* **Data records**

______________________________

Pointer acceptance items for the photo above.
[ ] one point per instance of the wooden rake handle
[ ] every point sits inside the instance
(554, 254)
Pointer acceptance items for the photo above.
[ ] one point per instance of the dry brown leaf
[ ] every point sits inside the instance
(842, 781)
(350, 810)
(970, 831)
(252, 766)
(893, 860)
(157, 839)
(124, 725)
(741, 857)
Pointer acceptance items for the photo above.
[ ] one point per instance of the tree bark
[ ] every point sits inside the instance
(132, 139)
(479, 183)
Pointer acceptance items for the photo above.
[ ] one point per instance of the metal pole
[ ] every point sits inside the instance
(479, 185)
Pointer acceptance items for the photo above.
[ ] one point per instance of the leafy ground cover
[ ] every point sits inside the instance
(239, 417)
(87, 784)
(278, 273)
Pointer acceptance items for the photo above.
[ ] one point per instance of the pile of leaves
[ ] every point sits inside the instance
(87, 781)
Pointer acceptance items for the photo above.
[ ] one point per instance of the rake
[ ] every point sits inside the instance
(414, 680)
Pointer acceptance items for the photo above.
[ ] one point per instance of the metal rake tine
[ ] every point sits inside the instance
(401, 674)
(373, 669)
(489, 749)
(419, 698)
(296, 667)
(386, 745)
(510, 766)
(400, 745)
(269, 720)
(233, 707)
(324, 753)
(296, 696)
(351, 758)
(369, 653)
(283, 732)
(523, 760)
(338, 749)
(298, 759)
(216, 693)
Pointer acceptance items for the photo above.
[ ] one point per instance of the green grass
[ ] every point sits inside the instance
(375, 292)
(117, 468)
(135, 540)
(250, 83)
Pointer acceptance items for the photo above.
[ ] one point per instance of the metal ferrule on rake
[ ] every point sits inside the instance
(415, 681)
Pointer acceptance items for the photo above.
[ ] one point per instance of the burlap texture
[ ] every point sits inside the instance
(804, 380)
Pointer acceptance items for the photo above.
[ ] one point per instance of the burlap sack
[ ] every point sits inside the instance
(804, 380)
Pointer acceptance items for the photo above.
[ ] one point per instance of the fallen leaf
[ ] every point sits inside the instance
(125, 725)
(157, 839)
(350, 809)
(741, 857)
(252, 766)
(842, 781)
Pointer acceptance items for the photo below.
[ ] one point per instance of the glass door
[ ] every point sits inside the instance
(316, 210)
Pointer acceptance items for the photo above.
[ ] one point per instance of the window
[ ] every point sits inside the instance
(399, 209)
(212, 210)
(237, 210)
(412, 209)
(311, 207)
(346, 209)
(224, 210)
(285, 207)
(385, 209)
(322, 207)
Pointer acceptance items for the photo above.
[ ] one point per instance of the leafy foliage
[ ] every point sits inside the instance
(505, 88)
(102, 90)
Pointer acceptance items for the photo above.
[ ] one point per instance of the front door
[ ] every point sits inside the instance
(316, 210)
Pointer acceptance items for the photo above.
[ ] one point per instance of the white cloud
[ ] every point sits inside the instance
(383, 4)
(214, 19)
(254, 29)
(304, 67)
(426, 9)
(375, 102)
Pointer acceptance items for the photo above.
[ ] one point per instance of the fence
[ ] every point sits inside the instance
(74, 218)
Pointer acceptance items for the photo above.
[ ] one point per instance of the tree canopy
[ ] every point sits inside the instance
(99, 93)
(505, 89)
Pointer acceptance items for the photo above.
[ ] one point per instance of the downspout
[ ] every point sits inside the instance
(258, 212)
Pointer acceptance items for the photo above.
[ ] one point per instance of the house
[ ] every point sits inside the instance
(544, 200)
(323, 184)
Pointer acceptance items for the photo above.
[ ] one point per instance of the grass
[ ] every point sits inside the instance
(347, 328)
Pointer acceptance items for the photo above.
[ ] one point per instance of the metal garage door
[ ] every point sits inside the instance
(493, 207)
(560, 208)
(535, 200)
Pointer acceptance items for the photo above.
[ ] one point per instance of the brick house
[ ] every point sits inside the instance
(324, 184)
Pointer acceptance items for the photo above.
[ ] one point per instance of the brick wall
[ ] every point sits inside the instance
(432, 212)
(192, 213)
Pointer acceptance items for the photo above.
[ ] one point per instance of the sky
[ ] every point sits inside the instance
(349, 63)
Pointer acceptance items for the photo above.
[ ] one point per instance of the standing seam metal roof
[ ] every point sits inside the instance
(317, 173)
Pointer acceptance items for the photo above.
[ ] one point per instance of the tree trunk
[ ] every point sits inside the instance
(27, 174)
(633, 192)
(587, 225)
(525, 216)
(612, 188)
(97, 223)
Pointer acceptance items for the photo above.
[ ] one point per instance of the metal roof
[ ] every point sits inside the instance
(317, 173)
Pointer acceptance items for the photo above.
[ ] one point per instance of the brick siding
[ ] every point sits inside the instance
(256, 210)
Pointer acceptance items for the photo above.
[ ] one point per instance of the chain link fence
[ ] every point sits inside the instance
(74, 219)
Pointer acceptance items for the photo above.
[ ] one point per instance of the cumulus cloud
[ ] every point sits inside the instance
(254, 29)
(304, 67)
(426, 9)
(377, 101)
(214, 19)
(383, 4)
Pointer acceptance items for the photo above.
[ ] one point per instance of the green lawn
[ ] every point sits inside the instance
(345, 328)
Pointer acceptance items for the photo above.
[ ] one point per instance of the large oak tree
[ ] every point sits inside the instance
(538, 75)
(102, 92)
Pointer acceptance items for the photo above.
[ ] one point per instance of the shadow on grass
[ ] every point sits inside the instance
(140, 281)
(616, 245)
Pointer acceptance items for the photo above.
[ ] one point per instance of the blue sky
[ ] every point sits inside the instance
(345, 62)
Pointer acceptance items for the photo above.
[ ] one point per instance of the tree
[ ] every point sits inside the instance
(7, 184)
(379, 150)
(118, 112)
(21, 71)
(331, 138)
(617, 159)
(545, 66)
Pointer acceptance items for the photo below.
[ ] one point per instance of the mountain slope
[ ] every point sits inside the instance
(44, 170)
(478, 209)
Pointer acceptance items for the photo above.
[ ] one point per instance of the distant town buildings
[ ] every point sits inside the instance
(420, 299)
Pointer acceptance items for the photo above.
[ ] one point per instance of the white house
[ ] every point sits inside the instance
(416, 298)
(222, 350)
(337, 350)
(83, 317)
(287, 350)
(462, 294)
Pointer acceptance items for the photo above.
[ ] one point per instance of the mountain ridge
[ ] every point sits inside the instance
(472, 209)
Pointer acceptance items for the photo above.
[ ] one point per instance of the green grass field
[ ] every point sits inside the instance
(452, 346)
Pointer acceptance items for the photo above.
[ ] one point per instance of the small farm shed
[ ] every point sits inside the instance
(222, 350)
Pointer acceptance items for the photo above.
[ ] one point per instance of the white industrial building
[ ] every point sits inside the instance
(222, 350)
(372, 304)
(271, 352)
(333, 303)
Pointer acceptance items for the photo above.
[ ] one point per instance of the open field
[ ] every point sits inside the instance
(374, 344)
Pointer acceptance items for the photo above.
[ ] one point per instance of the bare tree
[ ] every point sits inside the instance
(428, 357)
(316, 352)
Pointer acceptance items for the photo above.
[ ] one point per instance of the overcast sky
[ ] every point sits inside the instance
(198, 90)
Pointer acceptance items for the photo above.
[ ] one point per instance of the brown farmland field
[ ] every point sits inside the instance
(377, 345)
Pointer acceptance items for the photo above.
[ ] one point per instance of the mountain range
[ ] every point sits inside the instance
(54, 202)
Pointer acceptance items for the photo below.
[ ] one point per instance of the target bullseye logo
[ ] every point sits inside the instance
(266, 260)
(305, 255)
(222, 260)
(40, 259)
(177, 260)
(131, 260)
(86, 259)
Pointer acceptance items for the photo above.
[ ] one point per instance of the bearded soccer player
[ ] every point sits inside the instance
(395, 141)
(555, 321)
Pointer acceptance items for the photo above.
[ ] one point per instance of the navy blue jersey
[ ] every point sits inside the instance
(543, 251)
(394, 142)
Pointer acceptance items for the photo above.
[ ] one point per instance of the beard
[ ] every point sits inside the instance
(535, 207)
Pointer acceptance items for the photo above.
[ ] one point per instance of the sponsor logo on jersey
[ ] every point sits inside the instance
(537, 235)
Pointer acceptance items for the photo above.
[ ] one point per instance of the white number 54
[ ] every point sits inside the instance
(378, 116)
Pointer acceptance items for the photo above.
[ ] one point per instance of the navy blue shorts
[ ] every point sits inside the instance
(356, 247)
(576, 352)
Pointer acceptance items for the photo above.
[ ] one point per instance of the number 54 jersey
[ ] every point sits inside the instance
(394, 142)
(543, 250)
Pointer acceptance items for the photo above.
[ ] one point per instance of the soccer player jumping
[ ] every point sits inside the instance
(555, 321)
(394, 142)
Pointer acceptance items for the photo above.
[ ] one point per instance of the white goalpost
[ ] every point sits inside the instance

______________________________

Return each line from the entries above that contains the word "fence".

* **Solution to the exercise**
[ ] one point per instance of the fence
[ ] one point per instance of the chain link fence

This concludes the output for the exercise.